**抜粋本文:**
----------
予算10兆円増、大学無償化 下村文科相が構想発表

朝日新聞(2014年7月22日)

聞き手・高浜行人

 2030年までに公的教育予算を10兆円増やし、高等教育も無償化――。下村博文文部科学相が近著で、そんな構想を発表した。教育予算を他の先進国並みにする「教育立国」を唱えている。思い描く未来の日本のすがたはどんなものか。財源はどうするのか。

■「GDP108兆円増」試算

 「教育立国のグランドデザイン」。16年後までの予算構想を、下村氏は6月に出した自身の半生記「9歳で突然父を亡くし新聞配達少年から文科大臣に」(海竜社)でそう銘打った。

 メニューは、政府の教育再生実行会議が今月3日に提言した幼児教育の無償化(8千億円)や、大学進学率7割程度を目指す大学の質・量の充実(7千億円)など。最終的には、大学などを含む全ての高等教育の無償化(3兆8千億円)も一例として示した。「大幅な変動があり得る」としている。
----------
**掲載エントリー:**
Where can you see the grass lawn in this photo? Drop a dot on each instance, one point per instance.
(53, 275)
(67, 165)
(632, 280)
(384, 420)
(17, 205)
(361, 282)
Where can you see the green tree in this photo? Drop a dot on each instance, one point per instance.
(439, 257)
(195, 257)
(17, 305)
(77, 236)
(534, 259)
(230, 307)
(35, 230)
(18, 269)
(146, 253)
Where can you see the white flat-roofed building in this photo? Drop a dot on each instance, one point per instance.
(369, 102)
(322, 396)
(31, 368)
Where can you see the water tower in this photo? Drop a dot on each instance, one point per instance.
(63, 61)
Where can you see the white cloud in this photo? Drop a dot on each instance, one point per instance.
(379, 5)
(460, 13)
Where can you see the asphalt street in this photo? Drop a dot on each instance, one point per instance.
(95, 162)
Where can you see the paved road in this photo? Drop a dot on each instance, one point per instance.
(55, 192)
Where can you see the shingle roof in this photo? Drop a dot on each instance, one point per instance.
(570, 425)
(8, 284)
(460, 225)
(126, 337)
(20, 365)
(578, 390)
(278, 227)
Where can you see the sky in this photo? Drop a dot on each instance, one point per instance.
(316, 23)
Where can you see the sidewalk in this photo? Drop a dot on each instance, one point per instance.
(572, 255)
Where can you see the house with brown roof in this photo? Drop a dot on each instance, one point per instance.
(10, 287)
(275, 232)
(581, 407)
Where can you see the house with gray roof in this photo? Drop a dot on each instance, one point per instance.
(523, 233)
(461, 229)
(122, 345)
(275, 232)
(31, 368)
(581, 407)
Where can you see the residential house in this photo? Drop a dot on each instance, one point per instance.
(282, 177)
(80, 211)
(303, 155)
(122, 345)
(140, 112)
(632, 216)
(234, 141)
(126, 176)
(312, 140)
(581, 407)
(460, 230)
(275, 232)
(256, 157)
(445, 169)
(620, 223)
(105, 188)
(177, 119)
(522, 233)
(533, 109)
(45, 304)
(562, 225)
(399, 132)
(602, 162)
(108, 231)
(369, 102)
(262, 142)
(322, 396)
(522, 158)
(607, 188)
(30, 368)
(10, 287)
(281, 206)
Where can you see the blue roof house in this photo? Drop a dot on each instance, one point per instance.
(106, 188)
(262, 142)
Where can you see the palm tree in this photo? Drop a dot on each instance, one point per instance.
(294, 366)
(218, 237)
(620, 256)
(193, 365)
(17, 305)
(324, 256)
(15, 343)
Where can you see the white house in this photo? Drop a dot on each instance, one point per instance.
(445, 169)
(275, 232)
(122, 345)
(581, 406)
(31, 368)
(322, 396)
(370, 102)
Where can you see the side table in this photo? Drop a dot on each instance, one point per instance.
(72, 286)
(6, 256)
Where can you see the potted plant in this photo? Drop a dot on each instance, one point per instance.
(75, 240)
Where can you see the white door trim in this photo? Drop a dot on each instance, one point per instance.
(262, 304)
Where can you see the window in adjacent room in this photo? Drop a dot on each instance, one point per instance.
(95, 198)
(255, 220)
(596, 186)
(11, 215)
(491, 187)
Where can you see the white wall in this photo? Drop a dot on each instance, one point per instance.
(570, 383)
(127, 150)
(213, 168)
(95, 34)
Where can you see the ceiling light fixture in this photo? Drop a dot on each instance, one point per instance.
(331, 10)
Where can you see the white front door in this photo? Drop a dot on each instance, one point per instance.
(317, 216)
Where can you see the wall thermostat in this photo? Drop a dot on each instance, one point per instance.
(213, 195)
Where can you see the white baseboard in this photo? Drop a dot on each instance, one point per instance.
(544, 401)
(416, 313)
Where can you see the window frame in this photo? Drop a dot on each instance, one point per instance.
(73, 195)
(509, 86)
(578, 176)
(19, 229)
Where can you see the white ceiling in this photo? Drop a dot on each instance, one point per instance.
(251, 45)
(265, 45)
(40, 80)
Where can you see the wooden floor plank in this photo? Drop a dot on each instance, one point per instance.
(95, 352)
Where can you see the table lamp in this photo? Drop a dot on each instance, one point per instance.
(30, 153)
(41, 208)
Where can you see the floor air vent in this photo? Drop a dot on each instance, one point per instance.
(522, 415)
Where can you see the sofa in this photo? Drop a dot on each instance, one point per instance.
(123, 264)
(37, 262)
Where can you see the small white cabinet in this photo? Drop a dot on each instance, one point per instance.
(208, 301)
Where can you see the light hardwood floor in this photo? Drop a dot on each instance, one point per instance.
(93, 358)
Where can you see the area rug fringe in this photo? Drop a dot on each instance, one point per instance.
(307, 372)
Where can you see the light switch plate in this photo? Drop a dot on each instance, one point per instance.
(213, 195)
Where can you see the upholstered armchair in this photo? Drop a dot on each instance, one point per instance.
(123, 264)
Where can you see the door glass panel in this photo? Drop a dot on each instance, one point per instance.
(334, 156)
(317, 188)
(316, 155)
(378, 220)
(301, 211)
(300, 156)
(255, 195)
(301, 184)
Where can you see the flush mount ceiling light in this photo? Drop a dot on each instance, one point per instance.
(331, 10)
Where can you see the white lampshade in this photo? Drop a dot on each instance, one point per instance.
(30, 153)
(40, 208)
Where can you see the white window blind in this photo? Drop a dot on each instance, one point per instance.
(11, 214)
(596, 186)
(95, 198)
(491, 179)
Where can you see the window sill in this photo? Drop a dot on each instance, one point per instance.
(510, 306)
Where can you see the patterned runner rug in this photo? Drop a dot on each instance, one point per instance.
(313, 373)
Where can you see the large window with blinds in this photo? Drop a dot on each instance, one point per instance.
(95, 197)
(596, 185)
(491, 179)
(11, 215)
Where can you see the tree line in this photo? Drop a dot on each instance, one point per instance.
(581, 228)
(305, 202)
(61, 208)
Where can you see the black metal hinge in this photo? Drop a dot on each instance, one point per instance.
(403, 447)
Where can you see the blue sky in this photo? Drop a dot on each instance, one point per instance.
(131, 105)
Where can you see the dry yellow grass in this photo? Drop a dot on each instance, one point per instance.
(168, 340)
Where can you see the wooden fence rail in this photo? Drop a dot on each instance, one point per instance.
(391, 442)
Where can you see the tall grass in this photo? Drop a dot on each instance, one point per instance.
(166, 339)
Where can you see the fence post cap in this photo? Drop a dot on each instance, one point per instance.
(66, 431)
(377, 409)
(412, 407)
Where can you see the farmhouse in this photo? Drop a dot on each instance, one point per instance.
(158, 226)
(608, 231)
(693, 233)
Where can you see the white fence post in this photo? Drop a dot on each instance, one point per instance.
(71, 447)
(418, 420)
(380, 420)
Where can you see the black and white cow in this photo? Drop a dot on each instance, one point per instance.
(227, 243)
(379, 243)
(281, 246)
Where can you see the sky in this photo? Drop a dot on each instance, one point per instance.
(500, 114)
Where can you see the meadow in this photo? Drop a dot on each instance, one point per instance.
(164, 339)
----------
**課題一覧:**
A – 抜粋本文のうち「メニューは、政府の」で始まる段落を、主な事実を残したまま箇条書きに改めよ。
B – 次の(i)〜(iii)が抜粋本文の内容と合うかどうかを、それぞれ「はい」か「いいえ」で答えよ。判断の決め手となる本文の語句もそのまま引用すること。
(i) 下村氏は7月に出した著書で構想を発表した。
(ii) 構想は、2030年までに公的教育予算を10兆円増やすというものだ。
(iii) 幼児教育の無償化には8千億円が見込まれている。
C – 下村文科相の教育予算構想を伝える記事の続きを、最後の文の後から書き継げ。
エントリーはこの作業には関係しない。

**課題ごとの解答:**
A –
- 構想に盛り込まれた項目
  - 幼児教育の無償化(8千億円)。政府の教育再生実行会議が今月3日に提言した。
  - 大学進学率7割程度を目指す大学の質・量の充実(7千億円)
  - 最終的には、大学などを含む全ての高等教育の無償化(3兆8千億円)。一例として示した。
- 「大幅な変動があり得る」としている。

B –
(i) いいえ。「6月に出した自身の半生記」
(ii) はい。「2030年までに公的教育予算を10兆円増やし」
(iii) はい。「幼児教育の無償化(8千億円)」

C –
 新たに確保を目指す予算額は20年までに5兆円、30年までにさらに5兆円の計10兆円。現在の文科省の単年度予算(約5兆円)のほぼ2倍にあたる。

 下村氏がこだわったのは、投資に見合うだけの効果を示すことだ。昨年11月~今年3月、省幹部全員を集めた勉強会を9回開き、経済学者などの専門家を呼んで検討。教育費の家計負担が軽くなることでもたらされる利益をはじいた。

 その結果、教育費負担を理由に子どもをもうけることを断念しなくなって出生率が5%程度上昇し、年9万人が新たに大学に進学すると予想。これらによって現在490兆円ほどの国内総生産(GDP)が60年後には108兆円増加して税収が21兆円増えると試算した。

 著書で下村氏は「教育投資を増やして大卒者を増やすことは、本人にも社会にもメリットが大きい」と述べている。

■財務省は「夢物語だ」

 膨大な財源を要する計画に、政府内では実現性を疑問視する声が強い。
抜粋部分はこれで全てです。